The price column gives an approximate net original price of these GPUs as of 2014. In general, cards with higher processing power (Gflop/s) are more expensive; however, the TITAN and Tesla models have a significantly higher price due to their higher DP processing power (1310 Gflop/s in contrast to at most 210 Gflop/s for the 780Ti) and their larger memory. Note that unless an MD system is exceptionally large, or many copies are run simultaneously, the extra memory will almost never be used. For the membrane system (MEM), ≈ 50 MB of GPU memory is needed, and for the ribosome (RIB) ≈ 225 MB. Even an especially large MD system consisting of ≈ 12.5 M atoms uses just about 1200 MB and does, therefore, still fit in the memory of any of the GPUs found in Table 3.

Benchmarking procedure

The benchmarks were run for 2000–15,000 steps, which translates to a couple of minutes wall clock runtime for the single‐node benchmarks. Balancing the computational load takes mdrun up to a few thousand time steps at the beginning of a simulation. As during that phase the performance is neither stable nor optimal, we excluded the first 1000–10,000 steps from measurements using the ‐resetstep or ‐resethway command line switches. On nodes without a GPU, we always activated DLB, as the benefits of a balanced computational load between CPU cores usually outweigh the small overhead of performing the balancing (see e.g., Fig. 3, black lines). On GPU nodes, the situation is not so clear due to the competition between DD and CPU–GPU load balancing mentioned in the Key Determinants for GROMACS Performance section. We, therefore, tested both with and without DLB in most of the GPU benchmarks. All reported MEM and RIB performances are the average of two runs each, with standard deviations on the order of a few percent (see Fig. 4 for an example of how the data scatter).

Single‐node performance as a function of the number of GPUs (color coded) and of how the 40 hardware threads are exploited using a combination of MPI ranks and OpenMP threads. Solid lines show performance with, dotted lines without DLB. Test node had 2×E5–2680v2 processors and 4× GTX 980⁺ GPUs. Left panel MEM, right panel RIB benchmark system.

#### [Set tasks]
[A] In the GPU benchmarking excerpt, about how much GPU memory does the ribosome (RIB) system need?
[B] Extend the GPU benchmarking excerpt by writing what would follow its last sentence, keeping the same technical style.

#### [Information shown]
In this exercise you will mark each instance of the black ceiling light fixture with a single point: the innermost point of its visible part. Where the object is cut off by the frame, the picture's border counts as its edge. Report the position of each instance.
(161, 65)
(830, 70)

#### [Task-by-task answers]
[A] About 225 MB.

[B]
Determining the single‐node performance

We aimed to find the optimal command‐line settings for each hardware configuration by testing the various parameter combinations as mentioned in the Key Determinants for GROMACS Performance section. On individual nodes with N _c cores, we tested the following settings using thread‐MPI ranks:

N _rank = N _c
A single process with N _th = N _c threads
Combinations of N _rank ranks with N _th threads each, with N _rank × N _th = N _c (hybrid parallelization)
For N _c $\geq 20$ without GPU acceleration, we additionally checked with g_tune_pme whether separate ranks for the long‐range PME part do improve performance

For most of the hardware combinations, we checked (a–d) with and without HT, if the processor supports it. The Supporting Information contains a bash script that automatically performs tests (a–c).

To share GPUs among multiple DD ranks, current versions of mdrun require a custom ‐gpu_id string specifying the mapping between PP ranks and numeric GPU identifiers. To obtain optimal launch parameters on GPU nodes, we automated constructing the ‐gpu_id string based on the number of DD ranks and GPUs and provide the corresponding bash script in the Supporting Information.

Determining the parallel performance

To determine the optimal performance across many CPU‐only nodes in parallel, we ran g_tune_pme with different combinations of ranks and threads. We started with as many ranks as cores N _c in total (no threads), and then tested two or more threads per rank with an appropriately reduced number of ranks as in (c), with and without HT.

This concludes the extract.